DOCUMENTO:
Nati in forma quasi amatoriale dall’iniziativa di singole personalità, questi canali sembrano essere sempre più strutturati e maturi, offrendo grandi opportunità alle aziende, consentendo investimenti pubblicitari meno onerosi e rivolti ad un pubblico ben mirato
Le nuove tecnologie hanno investito il sistema dei media, rivoluzionandolo grazie alla loro portata innovatrice. La televisione, come tradizionalmente la intendiamo, sembra essere costretta a cedere, un po’ alla volta, quote consistenti del proprio ruolo di regina incontrastata tra i mezzi di comunicazione di massa.
Cambia l’approccio degli utenti al mondo dell’informazione e dell’intrattenimento, sempre più essi scelgono di non essere semplici telespettatori, ma di farsi autori e distributori stessi di contenuti audiovisivi. Muta, di conseguenza, la tradizionale filiera produttiva. L’era digitale ha imposto un’alterazione nelle logiche di partecipazione, si rileva un passaggio dal concetto di mass-media a quello di my-media (o di personal media), dove i “Netizen” (Internet Citizen), ovvero i cittadini digitalizzati, si fanno protagonisti di un nuovo modo di raccontare ciò che accade.
La rete e il mobile diventano vettori privilegiati di contenuti, l’interattività da essi promossa fa saltare i paradigmi tipicamente televisivi della fruizione audiovisiva. Viene abolita l’esclusività dello schermo televisivo, il cui consumo si ibrida con altri schermi frutto dell’innovazione tecnologica, dove si evolvono i linguaggi, dove è possibile un’interazione maggiore, dove vince la crossmedialità.
Gli utenti assumono ora il ruolo di “Prosumer”, vale a dire consumatori che allo stesso tempo producono comunicazione personalizzata. Il moltiplicarsi delle web tv permette lo sviluppo di un’informazione più pertinente e partecipata, percepita in primis come bene comune, come mezzo per lasciare un’impronta geolocalizzata della propria comunità di riferimento.
Per comprendere da vicino le caratteristiche e l’evoluzione recente delle web tv italiane, possiamo avvalerci del Rapporto Netizen 2012, realizzato annualmente (questa è la settima edizione) da Altra Tv, il primo osservatorio italiano interuniversitario sulle micro web tv e sui media locali posizionati in rete. Fondato a Bologna nel 2004 da Giampaolo Colletti su ispirazione di Carlo Freccero, esso oggi coinvolge ricercatori italiani ed esteri che analizzano le evoluzioni del micro citizen journalism e della cittadinanza attiva digitale e si propone come vero e proprio network delle web tv italiane, consentendo la navigazione sulle molte “antenne” attive, attraverso un semplice clic nell’area geografica di interesse. Il rapporto è stato realizzato da un team di giovani ricercatori presieduti da Veronica Fermani, sotto la direzione dello stesso Giampaolo Colletti.

RIGHE FORNITE:
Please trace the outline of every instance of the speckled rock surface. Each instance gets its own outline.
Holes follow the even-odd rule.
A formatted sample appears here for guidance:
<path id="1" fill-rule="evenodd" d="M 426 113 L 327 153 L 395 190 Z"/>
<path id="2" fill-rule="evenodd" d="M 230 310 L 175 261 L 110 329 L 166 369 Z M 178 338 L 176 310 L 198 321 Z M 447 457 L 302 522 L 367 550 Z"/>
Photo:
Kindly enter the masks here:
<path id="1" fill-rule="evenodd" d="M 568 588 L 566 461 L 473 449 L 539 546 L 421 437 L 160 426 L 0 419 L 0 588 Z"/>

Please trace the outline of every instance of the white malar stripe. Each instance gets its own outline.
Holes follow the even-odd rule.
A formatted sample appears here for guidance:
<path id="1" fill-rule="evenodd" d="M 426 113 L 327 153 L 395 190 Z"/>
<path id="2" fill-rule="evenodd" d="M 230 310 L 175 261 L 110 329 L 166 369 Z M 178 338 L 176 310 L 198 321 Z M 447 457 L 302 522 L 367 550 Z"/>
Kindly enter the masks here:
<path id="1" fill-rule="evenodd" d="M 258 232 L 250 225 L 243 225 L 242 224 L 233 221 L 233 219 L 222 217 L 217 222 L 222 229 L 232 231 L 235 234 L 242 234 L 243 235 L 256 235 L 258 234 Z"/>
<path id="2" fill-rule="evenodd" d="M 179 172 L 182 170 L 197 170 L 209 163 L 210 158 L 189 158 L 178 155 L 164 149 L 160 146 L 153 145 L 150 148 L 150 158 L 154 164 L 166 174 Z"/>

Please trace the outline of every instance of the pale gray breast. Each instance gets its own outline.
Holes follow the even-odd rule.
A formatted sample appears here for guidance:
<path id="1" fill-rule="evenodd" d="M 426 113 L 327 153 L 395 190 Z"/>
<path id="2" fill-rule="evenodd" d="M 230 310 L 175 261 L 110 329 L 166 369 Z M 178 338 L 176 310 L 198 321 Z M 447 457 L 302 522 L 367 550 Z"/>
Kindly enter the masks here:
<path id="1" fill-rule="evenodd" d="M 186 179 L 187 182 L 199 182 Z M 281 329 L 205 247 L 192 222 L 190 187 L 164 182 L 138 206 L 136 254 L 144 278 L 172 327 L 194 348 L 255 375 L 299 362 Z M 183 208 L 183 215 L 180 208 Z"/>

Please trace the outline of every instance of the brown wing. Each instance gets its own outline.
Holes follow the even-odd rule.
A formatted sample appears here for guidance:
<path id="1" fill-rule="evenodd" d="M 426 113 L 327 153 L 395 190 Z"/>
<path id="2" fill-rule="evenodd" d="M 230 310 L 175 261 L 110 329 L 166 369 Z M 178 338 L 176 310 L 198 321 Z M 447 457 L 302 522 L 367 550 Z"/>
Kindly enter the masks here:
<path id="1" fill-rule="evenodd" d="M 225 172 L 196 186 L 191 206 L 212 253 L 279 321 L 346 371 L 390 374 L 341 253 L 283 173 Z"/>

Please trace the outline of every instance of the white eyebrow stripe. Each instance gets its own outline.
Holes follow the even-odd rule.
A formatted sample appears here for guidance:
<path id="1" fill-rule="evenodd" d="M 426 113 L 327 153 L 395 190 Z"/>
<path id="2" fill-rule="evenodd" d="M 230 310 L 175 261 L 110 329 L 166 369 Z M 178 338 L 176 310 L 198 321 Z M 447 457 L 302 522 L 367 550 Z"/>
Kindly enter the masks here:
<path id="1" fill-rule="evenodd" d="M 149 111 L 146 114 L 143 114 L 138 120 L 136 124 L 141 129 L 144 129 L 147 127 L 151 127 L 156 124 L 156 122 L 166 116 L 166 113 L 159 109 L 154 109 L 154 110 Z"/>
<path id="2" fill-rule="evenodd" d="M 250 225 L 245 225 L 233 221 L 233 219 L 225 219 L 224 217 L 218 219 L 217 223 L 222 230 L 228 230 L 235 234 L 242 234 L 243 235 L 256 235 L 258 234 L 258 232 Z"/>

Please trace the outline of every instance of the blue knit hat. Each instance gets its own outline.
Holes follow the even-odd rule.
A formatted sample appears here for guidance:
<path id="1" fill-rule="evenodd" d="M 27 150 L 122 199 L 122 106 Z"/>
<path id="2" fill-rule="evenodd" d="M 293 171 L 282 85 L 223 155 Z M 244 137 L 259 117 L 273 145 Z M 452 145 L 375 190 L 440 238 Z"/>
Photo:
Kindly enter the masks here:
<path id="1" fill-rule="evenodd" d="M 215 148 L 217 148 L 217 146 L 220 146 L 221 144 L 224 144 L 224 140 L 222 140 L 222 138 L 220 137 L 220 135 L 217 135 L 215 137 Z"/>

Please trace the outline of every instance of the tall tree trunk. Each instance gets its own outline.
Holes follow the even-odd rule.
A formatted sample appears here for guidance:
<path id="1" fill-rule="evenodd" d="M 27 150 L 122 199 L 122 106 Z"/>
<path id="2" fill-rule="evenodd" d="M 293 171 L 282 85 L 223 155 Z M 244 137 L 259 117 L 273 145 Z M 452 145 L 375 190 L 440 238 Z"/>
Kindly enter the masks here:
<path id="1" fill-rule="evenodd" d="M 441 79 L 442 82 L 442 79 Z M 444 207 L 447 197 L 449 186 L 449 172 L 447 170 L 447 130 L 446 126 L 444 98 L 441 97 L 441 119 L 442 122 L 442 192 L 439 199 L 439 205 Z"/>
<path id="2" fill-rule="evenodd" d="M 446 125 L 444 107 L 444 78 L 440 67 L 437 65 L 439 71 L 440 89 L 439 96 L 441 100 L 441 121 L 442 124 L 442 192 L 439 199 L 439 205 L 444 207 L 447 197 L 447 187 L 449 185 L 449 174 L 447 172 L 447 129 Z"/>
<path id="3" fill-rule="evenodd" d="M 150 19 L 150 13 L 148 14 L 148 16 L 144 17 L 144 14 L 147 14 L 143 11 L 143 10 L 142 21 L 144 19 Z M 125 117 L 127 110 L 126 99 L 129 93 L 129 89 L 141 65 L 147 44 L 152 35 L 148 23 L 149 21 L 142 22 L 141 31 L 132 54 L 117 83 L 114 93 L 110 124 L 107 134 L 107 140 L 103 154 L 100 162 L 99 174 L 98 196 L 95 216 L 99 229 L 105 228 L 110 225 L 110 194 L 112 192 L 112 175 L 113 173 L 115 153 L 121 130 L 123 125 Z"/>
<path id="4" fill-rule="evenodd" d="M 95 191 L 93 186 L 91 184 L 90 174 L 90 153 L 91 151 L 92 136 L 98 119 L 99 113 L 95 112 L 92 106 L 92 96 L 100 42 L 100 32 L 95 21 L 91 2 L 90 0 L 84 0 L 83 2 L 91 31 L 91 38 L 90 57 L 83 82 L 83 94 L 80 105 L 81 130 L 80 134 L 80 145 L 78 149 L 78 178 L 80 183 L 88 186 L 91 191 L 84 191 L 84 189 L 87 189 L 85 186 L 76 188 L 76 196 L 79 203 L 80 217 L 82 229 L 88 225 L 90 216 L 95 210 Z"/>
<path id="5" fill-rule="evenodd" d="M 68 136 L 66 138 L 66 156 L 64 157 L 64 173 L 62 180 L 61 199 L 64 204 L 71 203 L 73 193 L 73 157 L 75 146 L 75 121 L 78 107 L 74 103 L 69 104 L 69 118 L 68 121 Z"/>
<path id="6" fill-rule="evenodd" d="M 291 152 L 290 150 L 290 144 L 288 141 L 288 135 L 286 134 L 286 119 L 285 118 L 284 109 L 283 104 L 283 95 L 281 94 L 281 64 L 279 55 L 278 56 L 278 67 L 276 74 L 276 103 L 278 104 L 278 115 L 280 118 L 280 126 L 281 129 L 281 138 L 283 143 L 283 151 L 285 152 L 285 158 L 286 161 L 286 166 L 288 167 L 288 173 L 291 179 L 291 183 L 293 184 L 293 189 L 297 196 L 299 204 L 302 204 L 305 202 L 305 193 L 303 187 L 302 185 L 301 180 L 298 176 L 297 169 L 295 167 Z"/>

COMPITI DA SVOLGERE:
A: Elenca tutte le persone nominate nel testo sulle web tv.
B: Ricopia dal testo sulle web tv il passo che comincia con "La rete e il" e termina con "comunità di riferimento.".
Le righe sono materiale a sé, distinto dal testo sulle web tv.

SOLUZIONI:
A: Giampaolo Colletti, Carlo Freccero, Veronica Fermani

B:
La rete e il mobile diventano vettori privilegiati di contenuti, l’interattività da essi promossa fa saltare i paradigmi tipicamente televisivi della fruizione audiovisiva. Viene abolita l’esclusività dello schermo televisivo, il cui consumo si ibrida con altri schermi frutto dell’innovazione tecnologica, dove si evolvono i linguaggi, dove è possibile un’interazione maggiore, dove vince la crossmedialità.
Gli utenti assumono ora il ruolo di “Prosumer”, vale a dire consumatori che allo stesso tempo producono comunicazione personalizzata. Il moltiplicarsi delle web tv permette lo sviluppo di un’informazione più pertinente e partecipata, percepita in primis come bene comune, come mezzo per lasciare un’impronta geolocalizzata della propria comunità di riferimento.